• Selected excerpt:
Traceback (most recent call last): File "/panfs/roc/msisoft/funannotate/1.8.9/bin/funannotate", line 10, in sys.exit(main()) File "/panfs/roc/msisoft/funannotate/1.8.9/lib/python3.7/site-packages/funannotate/funannotate.py", line 705, in main mod.main(arguments) File "/panfs/roc/msisoft/funannotate/1.8.9/lib/python3.7/site-packages/funannotate/annotate.py", line 792, in main EggNog = parseEggNoggMapper(eggnog_result, eggnog_out, GeneProducts) File "/panfs/roc/msisoft/funannotate/1.8.9/lib/python3.7/site-packages/funannotate/annotate.py", line 268, in parseEggNoggMapper OGs = cols[DBi].split(',') TypeError: list indices must be integers or slices, not NoneType

nextgenusfs commented 2 years ago

Can you try the version in master where I think the changes for more eggnog parsing is located (hasn't made its way into a release yet), you can install with pip from that environment,

python -m pip install git+https://github.com/nextgenusfs/funannotate.git --upgrade --force --no-deps
drabe004 commented 2 years ago

Hi! We did the pip install as noted above, re-ran it and again got an eggnog issue.

• Extracted entries:
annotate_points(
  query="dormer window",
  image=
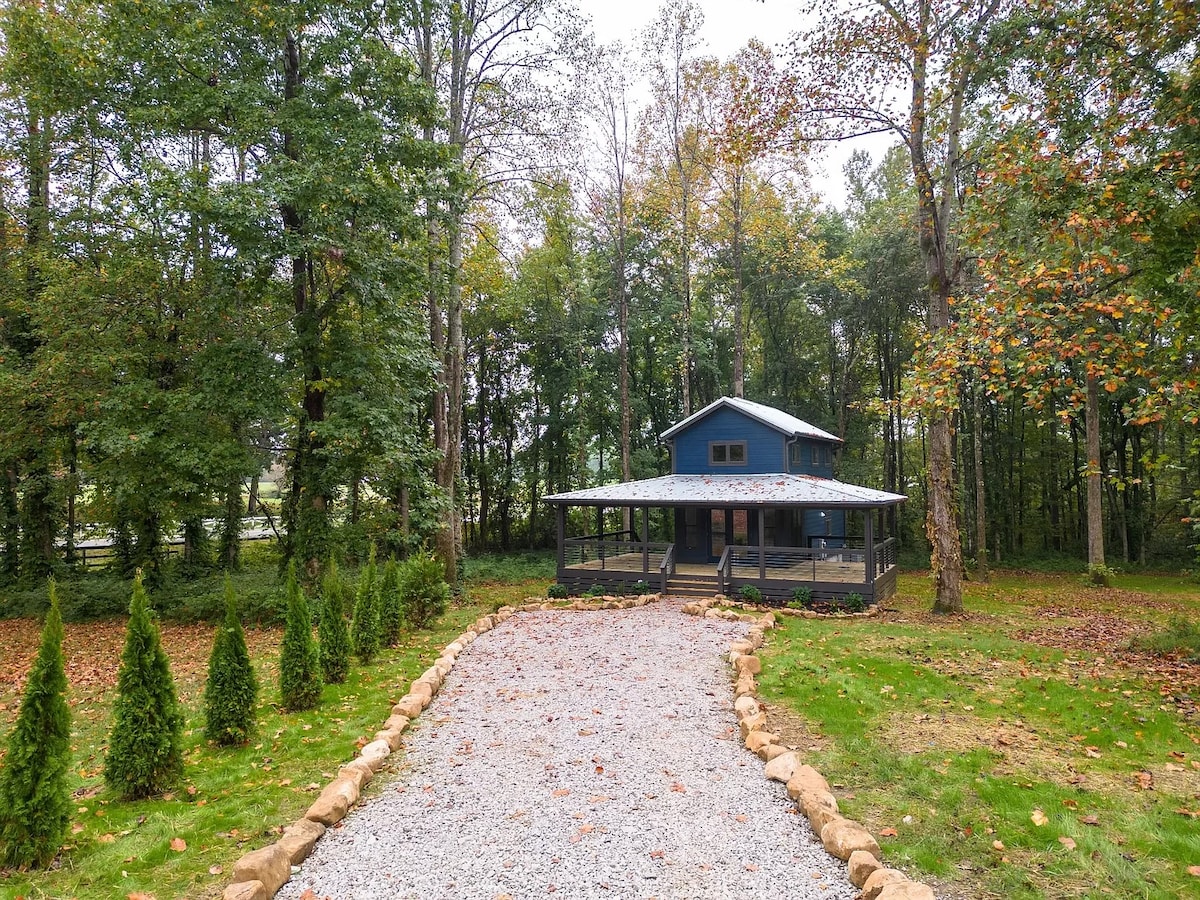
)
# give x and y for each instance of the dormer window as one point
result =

• Tasks for this exercise:
a) Answer these questions from the funannotate thread, one line each:
(i) What error message ends the traceback?
(ii) From which branch does nextgenusfs suggest installing funannotate?
(iii) What did drabe004 report after re-running?
b) Carry on the funannotate thread from its last sentence.

• Responses by item number:
a)
(i) TypeError: list indices must be integers or slices, not NoneType
(ii) Master
(iii) They again got an eggnog issue.

b)
See here: [Dec 19 11:50 AM]: OS: CentOS Linux 7, 128 cores, ~ 264 GB RAM. Python: 3.7.11 [Dec 19 11:50 AM]: Running 1.8.10 [Dec 19 11:50 AM]: No NCBI SBT file given, will use default, however if you plan to submit to NCBI, create one and pass it here '--sbt' [Dec 19 11:50 AM]: Parsing input files [Dec 19 11:50 AM]: Existing tbl found: /panfs/roc/groups/14/mcgaughs/drabe004/Funnannote_Full/RHLA_done/output_fun_RHLA/predict_results/Rhamdia_laluchensis.tbl [Dec 19 11:53 AM]: Adding Functional Annotation to Rhamdia laluchensis, NCBI accession: None [Dec 19 11:53 AM]: Annotation consists of: 65,383 gene models [Dec 19 11:53 AM]: 62,635 protein records loaded [Dec 19 11:53 AM]: Running HMMer search of PFAM version 33.1 [Dec 19 12:01 PM]: 33,593 annotations added [Dec 19 12:01 PM]: Running Diamond blastp search of UniProt DB version 2020_05 [Dec 19 12:02 PM]: 13,300 valid gene/product annotations from 17,164 total [Dec 19 12:02 PM]: Running Eggnog-mapper [Dec 19 12:30 PM]: Parsing EggNog Annotations [Dec 19 12:30 PM]: EggNog version parsed as 2.1.1-1

Traceback (most recent call last): File "/panfs/roc/msisoft/funannotate/1.8.9/bin/funannotate", line 8, in sys.exit(main()) File "/panfs/roc/msisoft/funannotate/1.8.9/lib/python3.7/site-packages/funannotate/funannotate.py", line 710, in main mod.main(arguments) File "/panfs/roc/msisoft/funannotate/1.8.9/lib/python3.7/site-packages/funannotate/annotate.py", line 826, in main EggNog = parseEggNoggMapper(eggnog_result, eggnog_out, GeneProducts) File "/panfs/roc/msisoft/funannotate/1.8.9/lib/python3.7/site-packages/funannotate/annotate.py", line 270, in parseEggNoggMapper OGs = cols[DBi].split(',') TypeError: list indices must be integers or slices, not NoneType

drabe004 commented 2 years ago

Does it matter that the genome annotation was done with the previous version (1.8.5)?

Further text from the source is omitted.